Task prompt. Can you recast every line of the rows below as a numbered list, skipping any blank lines and leaving the pictures out?

[Object position labeling entries]

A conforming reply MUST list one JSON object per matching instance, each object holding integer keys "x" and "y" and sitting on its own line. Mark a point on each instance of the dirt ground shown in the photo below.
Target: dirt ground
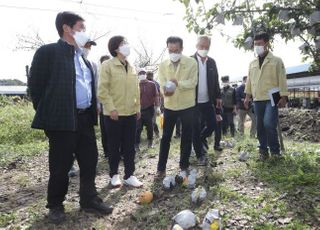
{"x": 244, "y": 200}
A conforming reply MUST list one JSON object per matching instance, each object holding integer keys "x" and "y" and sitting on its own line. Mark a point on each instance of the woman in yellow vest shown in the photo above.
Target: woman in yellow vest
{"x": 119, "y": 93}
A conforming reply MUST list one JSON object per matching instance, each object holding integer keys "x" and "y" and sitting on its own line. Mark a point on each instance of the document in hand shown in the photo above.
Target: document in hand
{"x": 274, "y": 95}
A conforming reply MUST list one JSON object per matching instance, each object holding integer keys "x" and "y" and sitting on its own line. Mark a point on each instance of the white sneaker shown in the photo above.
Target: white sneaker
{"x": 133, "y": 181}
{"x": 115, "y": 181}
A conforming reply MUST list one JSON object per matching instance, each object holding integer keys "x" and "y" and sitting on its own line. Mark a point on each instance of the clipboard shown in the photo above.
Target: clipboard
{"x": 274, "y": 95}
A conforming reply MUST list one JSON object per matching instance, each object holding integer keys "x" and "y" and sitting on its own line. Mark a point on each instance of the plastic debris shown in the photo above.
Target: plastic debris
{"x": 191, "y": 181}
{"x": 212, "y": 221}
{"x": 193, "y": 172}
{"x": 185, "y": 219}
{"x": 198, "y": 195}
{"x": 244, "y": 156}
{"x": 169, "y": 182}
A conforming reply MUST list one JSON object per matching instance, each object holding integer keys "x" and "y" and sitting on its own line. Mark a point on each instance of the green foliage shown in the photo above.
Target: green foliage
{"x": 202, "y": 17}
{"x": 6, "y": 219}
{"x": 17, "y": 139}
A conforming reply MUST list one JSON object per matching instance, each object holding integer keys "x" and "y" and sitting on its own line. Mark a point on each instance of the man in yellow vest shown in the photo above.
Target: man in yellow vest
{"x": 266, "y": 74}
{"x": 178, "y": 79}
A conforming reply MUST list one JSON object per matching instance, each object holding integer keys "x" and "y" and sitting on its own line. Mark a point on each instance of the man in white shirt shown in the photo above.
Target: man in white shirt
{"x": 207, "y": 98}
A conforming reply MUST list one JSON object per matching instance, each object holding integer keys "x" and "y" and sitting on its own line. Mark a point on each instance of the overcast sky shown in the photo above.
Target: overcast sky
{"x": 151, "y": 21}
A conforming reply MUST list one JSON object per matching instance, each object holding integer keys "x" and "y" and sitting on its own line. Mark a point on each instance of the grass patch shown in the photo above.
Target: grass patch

Finished exercise.
1. A conforming reply MUST list one JSON object per matching instance, each object holding integer keys "x" and "y" and sitting on its own line. Mark a point on each instance of the dirt ground shown in the photo below.
2. Target: dirt ground
3. {"x": 244, "y": 200}
4. A conforming reply MUST list one JSON object per matching instance, each object holding integer keys "x" and "y" and sitting on its own line. Mark a point on each instance of the woman in yellow vest shown in the photo above.
5. Target: woman in yellow vest
6. {"x": 119, "y": 93}
7. A conforming reply MUST list one JSON object per matching instance, each object holding integer keys "x" and "y" and sitting on its own line. Mark a point on each instance of the document in hand shown in the photo above.
8. Target: document in hand
9. {"x": 274, "y": 95}
10. A conforming reply MUST list one JSON object per matching instance, each object holding integer keys "x" and "y" and sitting on its own line. Mark a point on each instance of the white sneaker shown in the photo above.
11. Target: white sneaker
12. {"x": 133, "y": 181}
13. {"x": 115, "y": 181}
14. A conforming reply MUST list one JSON object per matching instance, each object holding integer keys "x" and "y" and sitting on its own line. Mark a point on each instance of the clipboard shown in the photo above.
15. Target: clipboard
16. {"x": 274, "y": 95}
17. A conforming reply MUST list one JSON object per matching instance, each object holding integer keys "x" and "y" and sitting on its own line. Mark a point on each instance of the plastic debris shown in the photo above.
18. Target: plastic debris
19. {"x": 191, "y": 181}
20. {"x": 212, "y": 221}
21. {"x": 193, "y": 172}
22. {"x": 185, "y": 219}
23. {"x": 198, "y": 195}
24. {"x": 244, "y": 156}
25. {"x": 169, "y": 182}
26. A conforming reply MUST list one JSON object per matching instance, each object holding integer keys "x" and "y" and sitting on its own line. Mark a point on each instance of the green foliage shown in the photo above.
27. Target: green foliage
28. {"x": 202, "y": 17}
29. {"x": 6, "y": 219}
30. {"x": 17, "y": 139}
31. A conforming reply MUST list one JSON object per matching instance, each object holding integer keys "x" and "y" and sitting on its own line. Mark a point on each instance of the man in yellow vest shown in the photo above.
32. Target: man in yellow vest
33. {"x": 266, "y": 74}
34. {"x": 178, "y": 79}
35. A conforming reply MUST list one JSON object per matching instance, each object holding integer keys "x" and "y" and sitting on its own line. Mark a point on each instance of the man in white shirt shown in the photo above.
36. Target: man in white shirt
37. {"x": 207, "y": 98}
38. A conforming reply MUST list one JSON object per matching instance, each object holding integer keys "x" and "y" and sitting on its own line. Mark a point on each instance of the overcast sky shown in the photo above.
39. Target: overcast sky
40. {"x": 151, "y": 21}
41. A conforming reply MUST list one JSON object per matching instance, each object holding integer keys "x" and "y" and sitting on its own line. Mark a point on each instance of the grass patch shown in the photo above.
42. Target: grass patch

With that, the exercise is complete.